The line containing "In this exercise you will annotate each instance of the interior" and every line after it, through the last, are to be extracted exactly; no other lines belong in the answer.

_Provided records_.
--------------------------------------------------
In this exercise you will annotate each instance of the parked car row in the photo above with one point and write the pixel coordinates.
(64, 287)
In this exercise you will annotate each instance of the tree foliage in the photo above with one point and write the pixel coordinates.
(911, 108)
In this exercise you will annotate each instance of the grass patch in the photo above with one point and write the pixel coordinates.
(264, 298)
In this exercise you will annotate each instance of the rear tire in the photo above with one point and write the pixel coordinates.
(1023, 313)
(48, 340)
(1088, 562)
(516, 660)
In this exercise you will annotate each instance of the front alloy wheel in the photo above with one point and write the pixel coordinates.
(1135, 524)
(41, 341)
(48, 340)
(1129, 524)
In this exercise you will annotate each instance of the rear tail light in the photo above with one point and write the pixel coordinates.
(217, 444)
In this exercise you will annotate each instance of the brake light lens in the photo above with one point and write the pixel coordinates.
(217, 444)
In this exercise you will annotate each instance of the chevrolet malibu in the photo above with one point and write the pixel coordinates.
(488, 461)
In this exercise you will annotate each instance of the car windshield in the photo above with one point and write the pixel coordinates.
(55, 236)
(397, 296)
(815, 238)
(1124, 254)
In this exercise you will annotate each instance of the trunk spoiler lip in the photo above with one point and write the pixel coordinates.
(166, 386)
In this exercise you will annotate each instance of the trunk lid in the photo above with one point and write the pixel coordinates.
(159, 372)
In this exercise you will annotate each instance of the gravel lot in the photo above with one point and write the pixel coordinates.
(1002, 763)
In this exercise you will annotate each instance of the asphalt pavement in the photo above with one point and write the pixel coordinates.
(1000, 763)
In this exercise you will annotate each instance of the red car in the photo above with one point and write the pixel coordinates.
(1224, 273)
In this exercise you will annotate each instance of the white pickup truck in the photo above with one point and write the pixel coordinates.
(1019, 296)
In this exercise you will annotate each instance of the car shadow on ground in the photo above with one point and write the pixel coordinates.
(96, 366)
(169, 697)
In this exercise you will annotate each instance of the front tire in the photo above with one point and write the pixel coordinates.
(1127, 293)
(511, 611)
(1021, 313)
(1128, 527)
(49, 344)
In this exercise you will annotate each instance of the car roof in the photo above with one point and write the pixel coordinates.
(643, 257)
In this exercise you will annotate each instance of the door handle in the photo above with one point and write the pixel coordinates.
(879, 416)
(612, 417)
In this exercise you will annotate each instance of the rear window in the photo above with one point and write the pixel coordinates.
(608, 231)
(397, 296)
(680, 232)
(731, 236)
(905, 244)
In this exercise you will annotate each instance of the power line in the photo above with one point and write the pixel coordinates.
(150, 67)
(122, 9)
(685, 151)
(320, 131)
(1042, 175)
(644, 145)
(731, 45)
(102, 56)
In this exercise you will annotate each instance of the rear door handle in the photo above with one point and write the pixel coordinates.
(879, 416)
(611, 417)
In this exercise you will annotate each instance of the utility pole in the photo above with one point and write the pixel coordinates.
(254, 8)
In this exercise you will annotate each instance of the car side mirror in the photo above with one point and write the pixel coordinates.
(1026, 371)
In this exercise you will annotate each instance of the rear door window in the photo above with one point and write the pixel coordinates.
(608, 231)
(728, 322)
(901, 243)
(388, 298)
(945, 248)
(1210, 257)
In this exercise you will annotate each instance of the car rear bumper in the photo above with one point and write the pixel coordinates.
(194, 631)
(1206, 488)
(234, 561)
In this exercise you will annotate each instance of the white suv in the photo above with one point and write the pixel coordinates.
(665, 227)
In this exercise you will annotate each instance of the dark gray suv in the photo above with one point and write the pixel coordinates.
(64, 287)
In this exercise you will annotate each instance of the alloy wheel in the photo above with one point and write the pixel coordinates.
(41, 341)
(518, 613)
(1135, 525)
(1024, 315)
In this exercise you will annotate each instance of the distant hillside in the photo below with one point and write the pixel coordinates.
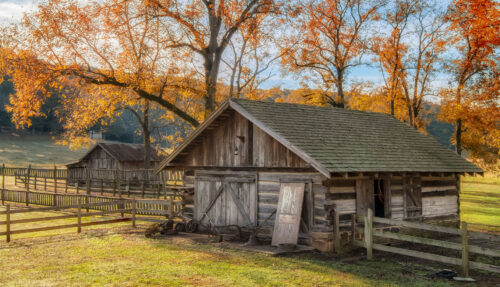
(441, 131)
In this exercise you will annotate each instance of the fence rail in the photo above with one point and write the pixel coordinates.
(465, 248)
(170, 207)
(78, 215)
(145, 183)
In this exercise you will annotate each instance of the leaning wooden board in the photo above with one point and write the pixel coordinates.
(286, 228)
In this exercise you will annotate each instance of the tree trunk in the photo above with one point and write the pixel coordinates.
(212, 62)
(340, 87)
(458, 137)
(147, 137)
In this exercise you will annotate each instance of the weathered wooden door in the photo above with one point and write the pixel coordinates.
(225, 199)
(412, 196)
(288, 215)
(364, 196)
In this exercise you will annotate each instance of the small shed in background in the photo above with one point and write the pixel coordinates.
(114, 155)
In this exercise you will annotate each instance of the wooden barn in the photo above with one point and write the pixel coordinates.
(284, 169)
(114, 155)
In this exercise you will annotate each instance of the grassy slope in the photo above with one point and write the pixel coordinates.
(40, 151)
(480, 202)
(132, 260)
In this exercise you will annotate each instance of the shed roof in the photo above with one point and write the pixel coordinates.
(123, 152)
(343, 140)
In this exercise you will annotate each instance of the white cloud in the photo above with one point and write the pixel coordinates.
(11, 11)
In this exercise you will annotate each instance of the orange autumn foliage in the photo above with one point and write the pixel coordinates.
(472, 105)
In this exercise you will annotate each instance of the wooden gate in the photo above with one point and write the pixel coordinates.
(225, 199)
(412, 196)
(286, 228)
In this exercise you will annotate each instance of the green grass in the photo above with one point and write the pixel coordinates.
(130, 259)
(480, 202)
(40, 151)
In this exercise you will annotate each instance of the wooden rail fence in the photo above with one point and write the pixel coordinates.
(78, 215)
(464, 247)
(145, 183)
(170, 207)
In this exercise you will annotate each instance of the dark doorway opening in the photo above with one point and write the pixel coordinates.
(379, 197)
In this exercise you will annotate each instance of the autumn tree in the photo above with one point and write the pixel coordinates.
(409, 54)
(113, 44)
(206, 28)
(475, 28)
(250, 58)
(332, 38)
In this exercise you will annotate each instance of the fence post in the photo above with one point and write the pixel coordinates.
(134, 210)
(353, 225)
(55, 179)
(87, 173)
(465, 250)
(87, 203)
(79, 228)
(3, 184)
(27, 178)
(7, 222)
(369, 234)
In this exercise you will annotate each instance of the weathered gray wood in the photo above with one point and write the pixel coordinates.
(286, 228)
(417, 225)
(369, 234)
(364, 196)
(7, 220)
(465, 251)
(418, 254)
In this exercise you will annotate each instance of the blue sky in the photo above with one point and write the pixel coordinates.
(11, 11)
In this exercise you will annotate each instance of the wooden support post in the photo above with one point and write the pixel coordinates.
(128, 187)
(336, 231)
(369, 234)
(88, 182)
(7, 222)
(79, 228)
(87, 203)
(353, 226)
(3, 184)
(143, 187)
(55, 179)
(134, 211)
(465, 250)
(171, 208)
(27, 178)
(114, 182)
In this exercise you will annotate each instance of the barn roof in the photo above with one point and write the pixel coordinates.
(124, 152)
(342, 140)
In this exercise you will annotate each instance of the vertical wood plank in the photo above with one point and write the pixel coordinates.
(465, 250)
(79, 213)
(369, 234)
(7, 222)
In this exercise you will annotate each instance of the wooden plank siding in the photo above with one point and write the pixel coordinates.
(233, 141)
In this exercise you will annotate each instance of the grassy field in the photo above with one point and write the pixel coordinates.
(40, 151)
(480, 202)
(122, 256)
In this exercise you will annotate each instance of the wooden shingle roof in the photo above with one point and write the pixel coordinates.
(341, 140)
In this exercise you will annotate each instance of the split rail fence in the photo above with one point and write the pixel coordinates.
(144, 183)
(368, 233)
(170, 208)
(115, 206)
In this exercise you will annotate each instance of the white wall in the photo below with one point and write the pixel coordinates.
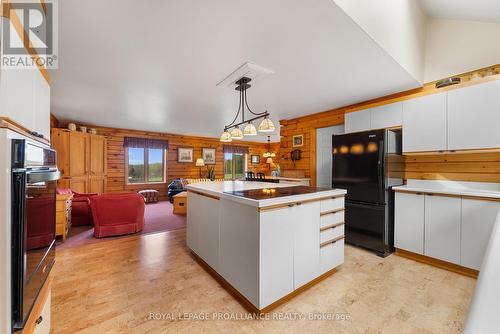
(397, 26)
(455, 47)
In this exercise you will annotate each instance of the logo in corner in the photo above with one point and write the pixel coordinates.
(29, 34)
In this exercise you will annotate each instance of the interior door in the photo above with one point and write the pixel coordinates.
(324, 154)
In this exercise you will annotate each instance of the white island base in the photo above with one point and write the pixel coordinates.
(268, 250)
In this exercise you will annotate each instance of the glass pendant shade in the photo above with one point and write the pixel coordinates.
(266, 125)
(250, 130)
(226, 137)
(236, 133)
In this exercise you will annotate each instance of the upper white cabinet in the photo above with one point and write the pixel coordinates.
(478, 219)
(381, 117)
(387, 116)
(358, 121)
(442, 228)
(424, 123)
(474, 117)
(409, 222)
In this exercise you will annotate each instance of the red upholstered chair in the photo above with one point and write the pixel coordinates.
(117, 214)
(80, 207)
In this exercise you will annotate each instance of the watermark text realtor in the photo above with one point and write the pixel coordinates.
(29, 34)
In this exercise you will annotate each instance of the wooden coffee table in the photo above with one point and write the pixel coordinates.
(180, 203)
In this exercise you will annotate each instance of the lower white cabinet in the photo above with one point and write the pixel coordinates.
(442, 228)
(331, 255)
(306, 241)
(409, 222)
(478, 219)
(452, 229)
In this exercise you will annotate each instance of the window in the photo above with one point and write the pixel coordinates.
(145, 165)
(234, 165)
--------------------------------------------------
_Correct result_.
In this exercise you will annotate each instance of the interior door in the photo above with one point and write the pixel coordinates.
(324, 154)
In this exercise you will annotate each instance of the white island base in the photo above with one point and write the pixel coordinates.
(268, 250)
In this exercise you will annotate each instance of the glass pendant shade in the photo above with one point and write the pixel coordinates.
(266, 125)
(250, 130)
(226, 137)
(236, 133)
In this exercise you will annotate each instance of the upper white cabinet in the photo above with one point and write the pixel coordinates.
(478, 219)
(381, 117)
(387, 116)
(358, 121)
(442, 228)
(424, 123)
(474, 117)
(409, 222)
In this exercise you will annotate each instance of the red upholstered chair in the photo above with one point and write the pixel coordinates.
(117, 214)
(80, 207)
In this exercise you will annotate each instance of the watermark text realtor in the photo above with one point and write the pixel coordinates.
(29, 34)
In this exercise you will annotate each instance of the wooden coffee table in the photo above with one point and write the pixel coordinates.
(180, 203)
In this exercise you will annotate each instance of the lower white cabinet in the photo above with one point and write the pixel coordinates.
(442, 228)
(331, 255)
(306, 241)
(409, 222)
(478, 219)
(452, 229)
In this exercise you will annotate each instance of the window in the photo above with one point and write the pixel coordinates.
(145, 165)
(234, 165)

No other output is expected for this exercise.